#### AUFGABEN:
• a. Welche Kantenlänge hat laut dem Text über den Hallraum der Würfel mit den Breitbändern?
• b. Schreiben Sie aus dem Text über den Hallraum alles von „Seit dem ersten“ bis hinunter zu „cm Kantenlänge geschraubt.“ Wort für Wort ab.

Seit dem ersten Bericht über unseren Hallraum ist nun schon gut ein Jahr vergangen und wir sind einfach nicht dazu gekommen ihn mal vernünftig zu kalibrieren.

Wie kalibriert man denn einen Hallraum? Na ja, man guckt, ob die vielen schönen, theoretischen Förmelchen (am Ende des 1. Beitrags) denn auch so hinkommen. Ein Knackpunkt ist neben der verwendeten Schallquelle auch das Mikrofon:

  • Die Schallquelle sollte in alle Richtungen gleichmäßig abstrahlen
  • Das Mikrofon sollte den Schall von allen Seiten gleich bewerten
Beides sind natürlich Idealvorstellungen, die in der Realität nur zum Teil eingehalten werden.

 


Die Schallquelle

Fangen wir mal mit der Schallquelle an. Da hatten wir ja 6 kleine 3"-Breitbänder (FOSTEX FE87) in einen Würfel mit 17 cm Kantenlänge geschraubt.

#### AUFGEFÜHRTE DATENSÄTZE:
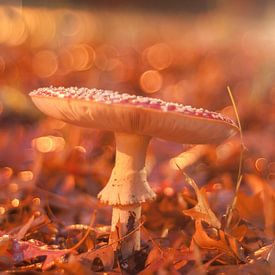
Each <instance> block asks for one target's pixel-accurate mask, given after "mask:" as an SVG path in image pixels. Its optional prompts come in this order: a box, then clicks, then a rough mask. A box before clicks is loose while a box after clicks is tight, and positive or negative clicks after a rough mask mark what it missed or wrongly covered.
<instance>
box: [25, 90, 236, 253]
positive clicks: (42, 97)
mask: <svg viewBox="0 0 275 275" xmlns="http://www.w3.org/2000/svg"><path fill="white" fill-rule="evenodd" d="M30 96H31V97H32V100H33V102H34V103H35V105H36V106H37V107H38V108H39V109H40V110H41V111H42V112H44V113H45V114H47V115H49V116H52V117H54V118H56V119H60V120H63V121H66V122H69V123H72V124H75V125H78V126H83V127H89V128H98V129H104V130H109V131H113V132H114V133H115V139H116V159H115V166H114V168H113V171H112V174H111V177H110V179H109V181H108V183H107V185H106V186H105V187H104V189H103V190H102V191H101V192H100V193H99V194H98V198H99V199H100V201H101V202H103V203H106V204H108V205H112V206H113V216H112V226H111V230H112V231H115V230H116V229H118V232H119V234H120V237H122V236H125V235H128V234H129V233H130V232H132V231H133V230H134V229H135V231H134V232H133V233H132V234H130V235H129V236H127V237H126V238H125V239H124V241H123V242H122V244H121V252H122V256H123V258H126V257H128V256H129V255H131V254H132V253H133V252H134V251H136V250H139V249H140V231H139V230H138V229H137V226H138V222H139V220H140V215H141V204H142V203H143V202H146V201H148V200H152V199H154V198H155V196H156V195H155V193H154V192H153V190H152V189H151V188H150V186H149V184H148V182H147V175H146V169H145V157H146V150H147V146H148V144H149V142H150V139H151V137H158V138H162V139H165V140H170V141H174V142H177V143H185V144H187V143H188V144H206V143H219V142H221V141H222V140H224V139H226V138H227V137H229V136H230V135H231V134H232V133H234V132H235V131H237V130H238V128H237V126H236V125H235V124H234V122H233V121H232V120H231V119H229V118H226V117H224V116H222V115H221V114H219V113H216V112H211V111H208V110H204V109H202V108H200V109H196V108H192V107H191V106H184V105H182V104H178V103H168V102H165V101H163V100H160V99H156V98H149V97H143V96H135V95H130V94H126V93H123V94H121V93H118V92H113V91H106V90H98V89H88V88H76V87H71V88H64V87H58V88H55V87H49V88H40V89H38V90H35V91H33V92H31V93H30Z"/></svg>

---

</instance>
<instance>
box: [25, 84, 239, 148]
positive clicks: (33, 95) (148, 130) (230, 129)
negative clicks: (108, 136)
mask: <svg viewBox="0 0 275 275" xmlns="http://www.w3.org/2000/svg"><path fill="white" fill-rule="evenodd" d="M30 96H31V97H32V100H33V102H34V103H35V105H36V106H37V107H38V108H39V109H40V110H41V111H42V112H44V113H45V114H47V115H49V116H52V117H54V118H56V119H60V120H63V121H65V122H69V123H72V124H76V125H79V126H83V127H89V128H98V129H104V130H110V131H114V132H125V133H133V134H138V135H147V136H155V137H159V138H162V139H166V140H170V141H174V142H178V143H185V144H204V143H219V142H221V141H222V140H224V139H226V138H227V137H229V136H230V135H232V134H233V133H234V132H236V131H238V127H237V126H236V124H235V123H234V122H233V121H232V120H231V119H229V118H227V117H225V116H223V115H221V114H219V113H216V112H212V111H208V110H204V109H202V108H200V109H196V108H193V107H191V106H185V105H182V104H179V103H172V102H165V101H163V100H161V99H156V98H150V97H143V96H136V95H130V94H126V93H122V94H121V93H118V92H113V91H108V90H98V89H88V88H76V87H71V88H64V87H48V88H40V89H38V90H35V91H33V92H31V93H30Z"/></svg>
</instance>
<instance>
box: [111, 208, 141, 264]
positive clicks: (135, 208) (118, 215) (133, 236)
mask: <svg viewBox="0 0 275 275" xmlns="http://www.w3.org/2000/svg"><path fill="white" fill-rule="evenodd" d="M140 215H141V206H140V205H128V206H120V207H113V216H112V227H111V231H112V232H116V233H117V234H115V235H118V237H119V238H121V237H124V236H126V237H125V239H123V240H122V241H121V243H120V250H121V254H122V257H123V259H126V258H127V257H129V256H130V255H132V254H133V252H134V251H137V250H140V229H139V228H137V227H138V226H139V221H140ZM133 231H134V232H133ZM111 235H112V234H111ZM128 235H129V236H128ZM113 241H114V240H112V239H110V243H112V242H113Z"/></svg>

* * *

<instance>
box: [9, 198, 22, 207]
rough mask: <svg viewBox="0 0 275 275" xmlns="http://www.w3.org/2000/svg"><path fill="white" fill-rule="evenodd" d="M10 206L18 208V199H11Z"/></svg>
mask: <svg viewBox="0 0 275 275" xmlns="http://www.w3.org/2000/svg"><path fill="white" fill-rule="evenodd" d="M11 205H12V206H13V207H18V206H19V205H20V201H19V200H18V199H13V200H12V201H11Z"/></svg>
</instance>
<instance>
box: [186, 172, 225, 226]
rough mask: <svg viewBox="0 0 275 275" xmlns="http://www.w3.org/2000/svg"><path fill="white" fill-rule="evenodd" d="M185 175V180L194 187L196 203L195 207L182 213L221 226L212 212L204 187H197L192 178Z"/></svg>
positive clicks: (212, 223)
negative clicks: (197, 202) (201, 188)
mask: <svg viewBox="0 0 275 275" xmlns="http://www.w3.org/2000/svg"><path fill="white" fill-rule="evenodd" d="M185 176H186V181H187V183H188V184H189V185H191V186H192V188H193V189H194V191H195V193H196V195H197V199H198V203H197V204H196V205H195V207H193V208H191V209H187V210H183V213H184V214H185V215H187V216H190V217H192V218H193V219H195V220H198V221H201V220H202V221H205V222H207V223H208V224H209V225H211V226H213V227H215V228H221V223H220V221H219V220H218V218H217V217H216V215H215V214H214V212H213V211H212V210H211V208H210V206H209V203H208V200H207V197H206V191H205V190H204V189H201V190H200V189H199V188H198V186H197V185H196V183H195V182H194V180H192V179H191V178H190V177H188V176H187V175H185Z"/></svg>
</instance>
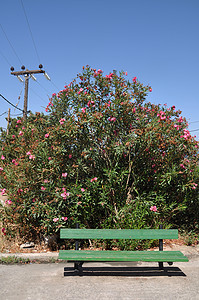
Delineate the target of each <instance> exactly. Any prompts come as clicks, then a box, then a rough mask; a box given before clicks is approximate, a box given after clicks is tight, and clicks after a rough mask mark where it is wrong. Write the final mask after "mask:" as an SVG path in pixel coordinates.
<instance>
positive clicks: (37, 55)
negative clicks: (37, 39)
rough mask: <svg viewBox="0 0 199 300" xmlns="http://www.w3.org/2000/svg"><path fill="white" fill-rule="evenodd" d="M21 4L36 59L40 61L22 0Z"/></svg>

#### LÖSUNGEN NACH AUFGABE:
• a. 17 cm.

• b.
Seit dem ersten Bericht über unseren Hallraum ist nun schon gut ein Jahr vergangen und wir sind einfach nicht dazu gekommen ihn mal vernünftig zu kalibrieren.

Wie kalibriert man denn einen Hallraum? Na ja, man guckt, ob die vielen schönen, theoretischen Förmelchen (am Ende des 1. Beitrags) denn auch so hinkommen. Ein Knackpunkt ist neben der verwendeten Schallquelle auch das Mikrofon:

  • Die Schallquelle sollte in alle Richtungen gleichmäßig abstrahlen
  • Das Mikrofon sollte den Schall von allen Seiten gleich bewerten
Beides sind natürlich Idealvorstellungen, die in der Realität nur zum Teil eingehalten werden.

 


Die Schallquelle

Fangen wir mal mit der Schallquelle an. Da hatten wir ja 6 kleine 3"-Breitbänder (FOSTEX FE87) in einen Würfel mit 17 cm Kantenlänge geschraubt.